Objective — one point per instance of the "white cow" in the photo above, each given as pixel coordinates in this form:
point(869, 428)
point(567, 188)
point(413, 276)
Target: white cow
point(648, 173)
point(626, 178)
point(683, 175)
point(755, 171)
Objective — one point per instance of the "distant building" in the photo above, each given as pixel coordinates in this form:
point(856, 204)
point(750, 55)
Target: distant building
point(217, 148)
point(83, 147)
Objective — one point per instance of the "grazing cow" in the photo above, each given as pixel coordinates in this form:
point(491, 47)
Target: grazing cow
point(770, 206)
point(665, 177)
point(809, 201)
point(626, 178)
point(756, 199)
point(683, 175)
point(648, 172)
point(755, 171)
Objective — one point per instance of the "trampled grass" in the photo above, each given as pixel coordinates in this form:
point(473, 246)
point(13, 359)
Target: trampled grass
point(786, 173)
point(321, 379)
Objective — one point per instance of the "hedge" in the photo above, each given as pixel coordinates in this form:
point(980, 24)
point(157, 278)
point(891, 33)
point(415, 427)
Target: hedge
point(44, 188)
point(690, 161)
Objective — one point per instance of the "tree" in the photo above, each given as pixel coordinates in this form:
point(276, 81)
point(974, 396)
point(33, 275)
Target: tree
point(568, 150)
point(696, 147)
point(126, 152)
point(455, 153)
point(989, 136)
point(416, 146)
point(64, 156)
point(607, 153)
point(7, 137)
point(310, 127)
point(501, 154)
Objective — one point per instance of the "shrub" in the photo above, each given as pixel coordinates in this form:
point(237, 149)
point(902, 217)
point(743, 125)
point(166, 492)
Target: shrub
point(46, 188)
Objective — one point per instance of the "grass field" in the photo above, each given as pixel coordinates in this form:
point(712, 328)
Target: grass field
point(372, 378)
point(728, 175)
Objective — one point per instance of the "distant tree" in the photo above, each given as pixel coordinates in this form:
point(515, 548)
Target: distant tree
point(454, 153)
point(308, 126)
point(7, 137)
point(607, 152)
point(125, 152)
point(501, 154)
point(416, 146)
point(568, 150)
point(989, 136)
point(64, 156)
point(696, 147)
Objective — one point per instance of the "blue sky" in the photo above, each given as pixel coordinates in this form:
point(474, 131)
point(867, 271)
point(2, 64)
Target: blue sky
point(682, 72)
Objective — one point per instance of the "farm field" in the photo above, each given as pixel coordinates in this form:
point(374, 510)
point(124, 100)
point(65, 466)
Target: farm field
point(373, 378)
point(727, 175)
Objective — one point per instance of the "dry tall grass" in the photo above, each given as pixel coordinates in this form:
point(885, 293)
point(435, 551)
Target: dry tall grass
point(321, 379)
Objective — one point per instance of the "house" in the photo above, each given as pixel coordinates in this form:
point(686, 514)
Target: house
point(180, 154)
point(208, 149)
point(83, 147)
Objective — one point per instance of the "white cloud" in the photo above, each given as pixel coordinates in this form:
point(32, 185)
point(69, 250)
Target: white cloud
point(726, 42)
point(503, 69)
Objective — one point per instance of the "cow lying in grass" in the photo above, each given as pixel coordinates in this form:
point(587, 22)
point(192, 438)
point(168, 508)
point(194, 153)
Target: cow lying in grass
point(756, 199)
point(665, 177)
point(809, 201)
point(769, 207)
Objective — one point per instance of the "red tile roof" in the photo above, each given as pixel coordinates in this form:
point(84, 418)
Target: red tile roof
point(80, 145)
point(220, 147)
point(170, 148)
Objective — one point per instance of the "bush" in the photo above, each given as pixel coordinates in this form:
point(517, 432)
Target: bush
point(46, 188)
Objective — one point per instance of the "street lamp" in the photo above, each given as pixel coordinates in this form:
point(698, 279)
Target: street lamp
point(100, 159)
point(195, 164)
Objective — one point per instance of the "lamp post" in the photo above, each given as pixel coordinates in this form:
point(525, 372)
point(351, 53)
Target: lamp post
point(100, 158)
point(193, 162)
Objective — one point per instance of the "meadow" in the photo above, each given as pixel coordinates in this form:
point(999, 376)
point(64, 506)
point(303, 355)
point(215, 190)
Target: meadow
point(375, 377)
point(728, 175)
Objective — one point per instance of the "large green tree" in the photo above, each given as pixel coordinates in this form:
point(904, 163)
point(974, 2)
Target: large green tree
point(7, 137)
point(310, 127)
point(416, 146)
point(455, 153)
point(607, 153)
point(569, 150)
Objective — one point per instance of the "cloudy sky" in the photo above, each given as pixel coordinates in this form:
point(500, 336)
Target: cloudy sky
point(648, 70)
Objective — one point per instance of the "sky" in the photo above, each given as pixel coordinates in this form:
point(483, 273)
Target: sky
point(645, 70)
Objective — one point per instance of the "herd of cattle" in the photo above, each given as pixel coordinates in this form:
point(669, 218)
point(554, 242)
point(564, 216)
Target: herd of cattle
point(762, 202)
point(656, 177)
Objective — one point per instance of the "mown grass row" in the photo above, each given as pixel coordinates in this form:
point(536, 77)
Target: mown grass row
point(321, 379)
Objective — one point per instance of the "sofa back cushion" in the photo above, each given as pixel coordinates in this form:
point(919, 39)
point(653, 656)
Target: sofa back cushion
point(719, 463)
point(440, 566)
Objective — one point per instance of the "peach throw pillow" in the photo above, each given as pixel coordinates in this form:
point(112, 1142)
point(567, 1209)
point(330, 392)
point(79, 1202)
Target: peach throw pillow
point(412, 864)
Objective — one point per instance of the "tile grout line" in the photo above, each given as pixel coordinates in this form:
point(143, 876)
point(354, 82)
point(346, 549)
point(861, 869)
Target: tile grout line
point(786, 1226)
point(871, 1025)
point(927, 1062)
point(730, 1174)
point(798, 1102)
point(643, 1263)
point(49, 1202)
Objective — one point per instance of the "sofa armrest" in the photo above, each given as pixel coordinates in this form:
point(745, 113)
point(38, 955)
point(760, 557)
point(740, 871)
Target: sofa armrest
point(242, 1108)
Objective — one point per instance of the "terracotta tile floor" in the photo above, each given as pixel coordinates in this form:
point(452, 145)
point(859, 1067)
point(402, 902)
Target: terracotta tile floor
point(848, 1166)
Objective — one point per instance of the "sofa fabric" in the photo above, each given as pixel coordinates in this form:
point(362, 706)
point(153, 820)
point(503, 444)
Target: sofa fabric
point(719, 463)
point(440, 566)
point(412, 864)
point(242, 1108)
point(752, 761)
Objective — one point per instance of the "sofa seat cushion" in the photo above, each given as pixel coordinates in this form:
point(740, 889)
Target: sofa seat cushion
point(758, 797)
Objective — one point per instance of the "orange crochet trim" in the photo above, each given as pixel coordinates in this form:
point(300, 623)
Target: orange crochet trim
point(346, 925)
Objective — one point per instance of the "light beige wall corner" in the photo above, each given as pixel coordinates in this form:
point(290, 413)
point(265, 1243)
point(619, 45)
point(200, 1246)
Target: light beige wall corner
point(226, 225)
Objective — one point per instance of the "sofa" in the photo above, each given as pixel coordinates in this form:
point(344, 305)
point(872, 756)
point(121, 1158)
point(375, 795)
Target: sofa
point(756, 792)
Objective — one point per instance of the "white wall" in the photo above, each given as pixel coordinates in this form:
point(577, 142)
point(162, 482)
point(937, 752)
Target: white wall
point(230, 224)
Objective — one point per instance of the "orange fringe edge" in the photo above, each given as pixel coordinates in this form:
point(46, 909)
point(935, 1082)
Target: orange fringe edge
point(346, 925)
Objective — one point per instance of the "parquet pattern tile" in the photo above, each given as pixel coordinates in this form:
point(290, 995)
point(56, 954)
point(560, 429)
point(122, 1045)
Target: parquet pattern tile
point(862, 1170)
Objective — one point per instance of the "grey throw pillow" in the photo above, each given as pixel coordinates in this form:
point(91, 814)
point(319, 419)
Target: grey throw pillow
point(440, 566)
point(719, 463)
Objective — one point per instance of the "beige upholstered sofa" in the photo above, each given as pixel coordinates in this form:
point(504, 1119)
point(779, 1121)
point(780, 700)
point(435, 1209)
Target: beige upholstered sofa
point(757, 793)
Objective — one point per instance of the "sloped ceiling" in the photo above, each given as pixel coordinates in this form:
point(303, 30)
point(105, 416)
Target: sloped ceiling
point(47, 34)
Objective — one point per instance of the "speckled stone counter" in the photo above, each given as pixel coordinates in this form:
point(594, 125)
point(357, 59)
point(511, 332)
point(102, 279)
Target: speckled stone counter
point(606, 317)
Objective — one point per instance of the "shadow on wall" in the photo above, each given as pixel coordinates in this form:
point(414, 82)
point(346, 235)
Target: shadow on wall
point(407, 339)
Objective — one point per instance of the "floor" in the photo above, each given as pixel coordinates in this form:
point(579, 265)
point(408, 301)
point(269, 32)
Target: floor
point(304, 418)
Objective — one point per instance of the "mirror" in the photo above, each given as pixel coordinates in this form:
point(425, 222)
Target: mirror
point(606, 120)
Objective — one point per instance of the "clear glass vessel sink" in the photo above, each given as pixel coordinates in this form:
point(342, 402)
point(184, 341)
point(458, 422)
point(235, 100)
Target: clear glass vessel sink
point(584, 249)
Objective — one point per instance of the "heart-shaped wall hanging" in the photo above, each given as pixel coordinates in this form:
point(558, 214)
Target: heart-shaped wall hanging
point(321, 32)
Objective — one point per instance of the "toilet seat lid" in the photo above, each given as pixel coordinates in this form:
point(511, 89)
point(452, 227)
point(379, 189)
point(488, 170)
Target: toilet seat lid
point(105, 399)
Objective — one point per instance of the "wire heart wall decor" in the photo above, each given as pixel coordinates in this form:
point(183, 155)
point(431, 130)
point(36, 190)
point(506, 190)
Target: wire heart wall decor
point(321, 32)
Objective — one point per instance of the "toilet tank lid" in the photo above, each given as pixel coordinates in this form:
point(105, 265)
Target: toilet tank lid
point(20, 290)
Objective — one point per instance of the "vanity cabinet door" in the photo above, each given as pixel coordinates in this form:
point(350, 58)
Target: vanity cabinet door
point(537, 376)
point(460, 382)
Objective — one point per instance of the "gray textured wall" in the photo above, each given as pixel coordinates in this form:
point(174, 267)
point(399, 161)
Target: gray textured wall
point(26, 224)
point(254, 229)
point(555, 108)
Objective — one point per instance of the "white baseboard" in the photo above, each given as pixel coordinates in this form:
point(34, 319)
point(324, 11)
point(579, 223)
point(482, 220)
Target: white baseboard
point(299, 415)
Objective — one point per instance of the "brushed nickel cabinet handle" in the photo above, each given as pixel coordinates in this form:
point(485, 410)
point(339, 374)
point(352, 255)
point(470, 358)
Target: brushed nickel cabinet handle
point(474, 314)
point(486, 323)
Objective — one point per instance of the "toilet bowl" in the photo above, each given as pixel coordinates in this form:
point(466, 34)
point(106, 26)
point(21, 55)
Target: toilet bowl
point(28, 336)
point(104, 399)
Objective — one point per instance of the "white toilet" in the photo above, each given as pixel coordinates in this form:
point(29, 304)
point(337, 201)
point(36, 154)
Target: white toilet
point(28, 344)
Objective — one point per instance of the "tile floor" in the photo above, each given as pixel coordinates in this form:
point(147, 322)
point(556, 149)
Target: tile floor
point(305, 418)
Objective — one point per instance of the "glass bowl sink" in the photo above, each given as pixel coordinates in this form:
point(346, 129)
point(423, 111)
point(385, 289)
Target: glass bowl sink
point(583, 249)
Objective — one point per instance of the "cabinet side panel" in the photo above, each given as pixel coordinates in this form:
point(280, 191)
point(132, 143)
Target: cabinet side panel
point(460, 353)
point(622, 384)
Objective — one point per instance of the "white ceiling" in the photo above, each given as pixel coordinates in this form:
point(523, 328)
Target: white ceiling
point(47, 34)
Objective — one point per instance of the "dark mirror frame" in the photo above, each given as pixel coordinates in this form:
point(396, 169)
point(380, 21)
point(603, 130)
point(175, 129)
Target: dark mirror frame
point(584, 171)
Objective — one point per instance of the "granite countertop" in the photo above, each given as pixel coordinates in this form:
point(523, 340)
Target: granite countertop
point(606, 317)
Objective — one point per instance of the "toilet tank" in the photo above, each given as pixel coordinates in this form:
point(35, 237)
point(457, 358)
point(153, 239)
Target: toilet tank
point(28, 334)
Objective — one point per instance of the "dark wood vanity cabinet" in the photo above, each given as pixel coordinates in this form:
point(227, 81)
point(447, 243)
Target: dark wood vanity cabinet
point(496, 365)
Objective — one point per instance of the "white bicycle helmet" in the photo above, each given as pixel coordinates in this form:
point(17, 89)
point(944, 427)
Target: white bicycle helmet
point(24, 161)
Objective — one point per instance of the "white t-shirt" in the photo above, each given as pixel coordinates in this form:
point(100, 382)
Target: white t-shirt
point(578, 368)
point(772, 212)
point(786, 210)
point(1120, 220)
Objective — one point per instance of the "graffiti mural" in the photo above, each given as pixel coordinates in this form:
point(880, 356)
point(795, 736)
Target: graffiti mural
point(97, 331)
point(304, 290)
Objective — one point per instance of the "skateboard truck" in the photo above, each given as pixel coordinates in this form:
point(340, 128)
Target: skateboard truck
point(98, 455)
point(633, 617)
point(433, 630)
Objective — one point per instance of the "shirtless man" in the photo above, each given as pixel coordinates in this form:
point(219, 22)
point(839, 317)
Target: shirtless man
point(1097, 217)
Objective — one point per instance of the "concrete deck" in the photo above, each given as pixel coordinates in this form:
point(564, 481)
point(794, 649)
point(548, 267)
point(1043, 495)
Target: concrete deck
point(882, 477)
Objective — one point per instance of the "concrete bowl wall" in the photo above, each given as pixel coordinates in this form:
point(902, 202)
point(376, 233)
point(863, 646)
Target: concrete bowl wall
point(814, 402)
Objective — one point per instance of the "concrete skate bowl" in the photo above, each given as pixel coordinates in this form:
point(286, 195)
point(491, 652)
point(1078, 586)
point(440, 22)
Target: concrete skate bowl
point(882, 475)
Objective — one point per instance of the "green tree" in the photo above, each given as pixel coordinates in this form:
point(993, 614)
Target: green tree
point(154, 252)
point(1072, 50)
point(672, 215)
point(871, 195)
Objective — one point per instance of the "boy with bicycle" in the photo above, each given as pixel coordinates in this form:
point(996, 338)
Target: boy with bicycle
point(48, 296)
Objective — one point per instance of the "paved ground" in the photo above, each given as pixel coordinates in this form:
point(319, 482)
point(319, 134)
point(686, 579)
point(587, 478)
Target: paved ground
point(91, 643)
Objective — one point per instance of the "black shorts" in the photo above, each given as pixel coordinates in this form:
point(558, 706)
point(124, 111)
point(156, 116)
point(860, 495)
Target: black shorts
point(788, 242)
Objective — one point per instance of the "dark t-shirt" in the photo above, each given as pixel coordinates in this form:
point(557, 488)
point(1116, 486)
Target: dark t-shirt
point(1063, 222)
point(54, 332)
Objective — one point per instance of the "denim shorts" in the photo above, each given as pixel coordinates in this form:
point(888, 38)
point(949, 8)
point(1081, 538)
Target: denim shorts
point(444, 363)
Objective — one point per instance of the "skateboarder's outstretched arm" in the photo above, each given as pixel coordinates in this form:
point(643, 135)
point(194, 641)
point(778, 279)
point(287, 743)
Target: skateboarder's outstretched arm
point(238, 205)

+ + + +

Copy everything from the start of the data down to the line with "point(690, 161)", replacing "Target" with "Label" each time it appears and leaving all else as it is.

WRITTEN ANSWER
Objective — one point per instance of the "white cow" in the photo above, each given as pixel coordinates in this form:
point(869, 428)
point(567, 188)
point(413, 276)
Label: white cow
point(648, 173)
point(626, 178)
point(683, 175)
point(755, 171)
Objective — one point per instance of the "distant building" in the photo above, each given as pixel coordinates in this form:
point(856, 204)
point(750, 55)
Label: distant building
point(217, 148)
point(83, 147)
Objective — one point per instance of the "grazing cow" in the photo above, each given as pixel coordinates in this form:
point(491, 47)
Label: grazing cow
point(770, 206)
point(665, 177)
point(809, 201)
point(626, 178)
point(756, 199)
point(683, 175)
point(648, 172)
point(755, 171)
Objective — one point per instance of the "trampled grass" in the photo above, each given as pixel coordinates in this form:
point(473, 246)
point(13, 359)
Label: trampled grass
point(786, 173)
point(321, 379)
Objective — one point per instance of the "hedge" in the photo above, each given as pixel coordinates in this form:
point(980, 24)
point(157, 278)
point(891, 33)
point(415, 427)
Label: hedge
point(44, 188)
point(690, 161)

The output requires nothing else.